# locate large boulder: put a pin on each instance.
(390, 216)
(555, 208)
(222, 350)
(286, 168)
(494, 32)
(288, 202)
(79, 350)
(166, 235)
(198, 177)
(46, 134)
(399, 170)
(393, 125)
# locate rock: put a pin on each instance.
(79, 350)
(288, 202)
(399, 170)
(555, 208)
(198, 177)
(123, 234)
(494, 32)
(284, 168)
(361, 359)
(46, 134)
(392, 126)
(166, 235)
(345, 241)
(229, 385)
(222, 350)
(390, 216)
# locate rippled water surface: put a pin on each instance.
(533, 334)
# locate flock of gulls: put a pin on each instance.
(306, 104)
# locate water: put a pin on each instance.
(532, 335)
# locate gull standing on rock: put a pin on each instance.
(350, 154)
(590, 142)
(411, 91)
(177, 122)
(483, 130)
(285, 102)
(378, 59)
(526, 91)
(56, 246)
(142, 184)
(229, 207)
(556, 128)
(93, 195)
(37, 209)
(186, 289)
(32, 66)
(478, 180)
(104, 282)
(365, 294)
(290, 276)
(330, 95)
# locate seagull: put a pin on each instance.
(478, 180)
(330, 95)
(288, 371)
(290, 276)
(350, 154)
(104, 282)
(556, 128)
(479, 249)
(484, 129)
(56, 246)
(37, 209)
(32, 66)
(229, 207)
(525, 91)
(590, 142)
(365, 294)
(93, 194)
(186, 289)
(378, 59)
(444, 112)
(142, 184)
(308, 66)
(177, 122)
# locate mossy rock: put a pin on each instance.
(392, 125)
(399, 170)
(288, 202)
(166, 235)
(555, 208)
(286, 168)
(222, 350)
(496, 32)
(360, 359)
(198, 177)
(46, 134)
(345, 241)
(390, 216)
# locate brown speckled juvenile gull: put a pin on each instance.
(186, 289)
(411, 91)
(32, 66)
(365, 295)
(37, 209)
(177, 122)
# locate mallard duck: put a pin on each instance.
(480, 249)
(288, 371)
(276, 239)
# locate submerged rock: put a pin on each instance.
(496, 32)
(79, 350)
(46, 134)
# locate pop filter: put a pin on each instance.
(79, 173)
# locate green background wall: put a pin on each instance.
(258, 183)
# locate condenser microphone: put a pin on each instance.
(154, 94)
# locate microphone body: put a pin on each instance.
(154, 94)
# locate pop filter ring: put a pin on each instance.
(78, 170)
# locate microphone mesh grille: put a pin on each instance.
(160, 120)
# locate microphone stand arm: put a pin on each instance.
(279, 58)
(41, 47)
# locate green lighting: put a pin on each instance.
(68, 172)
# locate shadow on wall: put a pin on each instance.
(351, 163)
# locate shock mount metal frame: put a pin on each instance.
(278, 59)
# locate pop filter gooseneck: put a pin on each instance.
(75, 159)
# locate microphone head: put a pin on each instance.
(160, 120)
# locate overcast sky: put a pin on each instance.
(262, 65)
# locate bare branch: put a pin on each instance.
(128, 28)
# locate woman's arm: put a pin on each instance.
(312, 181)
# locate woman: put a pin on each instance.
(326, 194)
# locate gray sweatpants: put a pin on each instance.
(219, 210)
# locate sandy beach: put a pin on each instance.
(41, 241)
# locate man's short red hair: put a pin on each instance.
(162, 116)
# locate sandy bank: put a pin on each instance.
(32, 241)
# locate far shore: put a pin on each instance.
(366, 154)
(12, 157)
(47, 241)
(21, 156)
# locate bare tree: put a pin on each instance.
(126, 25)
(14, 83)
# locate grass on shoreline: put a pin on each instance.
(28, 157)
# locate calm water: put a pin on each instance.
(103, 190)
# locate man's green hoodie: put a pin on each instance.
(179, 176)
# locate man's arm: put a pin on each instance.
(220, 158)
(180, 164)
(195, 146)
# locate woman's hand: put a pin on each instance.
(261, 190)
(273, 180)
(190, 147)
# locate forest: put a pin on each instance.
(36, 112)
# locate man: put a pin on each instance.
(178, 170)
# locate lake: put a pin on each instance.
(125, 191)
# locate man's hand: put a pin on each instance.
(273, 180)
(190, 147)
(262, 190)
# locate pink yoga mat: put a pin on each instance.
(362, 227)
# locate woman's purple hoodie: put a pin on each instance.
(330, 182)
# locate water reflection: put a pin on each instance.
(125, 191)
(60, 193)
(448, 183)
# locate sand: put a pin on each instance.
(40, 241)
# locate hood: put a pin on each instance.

What to produce
Swap "sand" for "pebbles" in everything from the line containing "# locate sand: put a pin on each instance." down to the end of the records, and reproduce those lines with nothing else altered.

Written solution
# locate pebbles: put a pin on each instance.
(40, 241)
# locate hood: put a pin on each instance.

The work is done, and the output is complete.